Please count how many lines in the entries below contain the string "stone", matching case exactly, and reply with that number alone.

#### Exercise input
::::

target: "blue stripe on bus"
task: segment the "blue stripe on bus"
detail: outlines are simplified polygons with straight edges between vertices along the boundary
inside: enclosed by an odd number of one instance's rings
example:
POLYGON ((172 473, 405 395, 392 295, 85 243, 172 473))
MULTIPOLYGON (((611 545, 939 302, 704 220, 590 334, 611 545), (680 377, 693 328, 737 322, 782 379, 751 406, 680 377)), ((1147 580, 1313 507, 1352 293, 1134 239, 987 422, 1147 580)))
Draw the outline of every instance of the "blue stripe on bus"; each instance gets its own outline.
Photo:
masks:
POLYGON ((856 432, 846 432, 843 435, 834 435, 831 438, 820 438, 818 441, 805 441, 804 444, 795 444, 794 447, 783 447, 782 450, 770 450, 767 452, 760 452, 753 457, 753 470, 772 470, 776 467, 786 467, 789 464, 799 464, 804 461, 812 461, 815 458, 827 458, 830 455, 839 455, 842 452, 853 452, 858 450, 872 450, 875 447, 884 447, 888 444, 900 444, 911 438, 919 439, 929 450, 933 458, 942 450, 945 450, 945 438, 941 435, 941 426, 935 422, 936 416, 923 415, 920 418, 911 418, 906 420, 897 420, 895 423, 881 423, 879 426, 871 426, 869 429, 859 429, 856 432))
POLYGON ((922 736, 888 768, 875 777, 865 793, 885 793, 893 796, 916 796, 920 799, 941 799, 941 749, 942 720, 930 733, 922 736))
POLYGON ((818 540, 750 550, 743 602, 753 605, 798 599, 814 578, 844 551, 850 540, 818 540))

::::

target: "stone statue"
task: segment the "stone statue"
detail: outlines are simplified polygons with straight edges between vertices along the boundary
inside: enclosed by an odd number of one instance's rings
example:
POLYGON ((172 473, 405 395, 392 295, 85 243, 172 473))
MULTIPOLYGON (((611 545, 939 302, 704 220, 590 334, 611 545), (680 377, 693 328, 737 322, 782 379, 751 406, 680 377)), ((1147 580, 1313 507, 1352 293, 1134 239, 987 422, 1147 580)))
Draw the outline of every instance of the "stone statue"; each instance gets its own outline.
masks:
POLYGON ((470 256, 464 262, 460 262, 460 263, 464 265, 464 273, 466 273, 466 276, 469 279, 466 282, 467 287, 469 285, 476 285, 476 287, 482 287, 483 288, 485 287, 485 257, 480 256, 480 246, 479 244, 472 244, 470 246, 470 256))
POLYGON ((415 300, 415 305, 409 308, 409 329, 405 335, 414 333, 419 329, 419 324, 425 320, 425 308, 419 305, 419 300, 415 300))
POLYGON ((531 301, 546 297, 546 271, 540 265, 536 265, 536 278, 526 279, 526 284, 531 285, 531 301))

::::

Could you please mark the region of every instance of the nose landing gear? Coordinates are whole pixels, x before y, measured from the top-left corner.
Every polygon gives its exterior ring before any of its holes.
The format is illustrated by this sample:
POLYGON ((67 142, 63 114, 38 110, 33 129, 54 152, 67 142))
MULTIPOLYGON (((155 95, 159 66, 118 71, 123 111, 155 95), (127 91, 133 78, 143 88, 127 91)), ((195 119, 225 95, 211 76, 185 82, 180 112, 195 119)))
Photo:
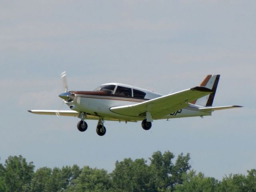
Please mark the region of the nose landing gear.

::::

#### Written solution
3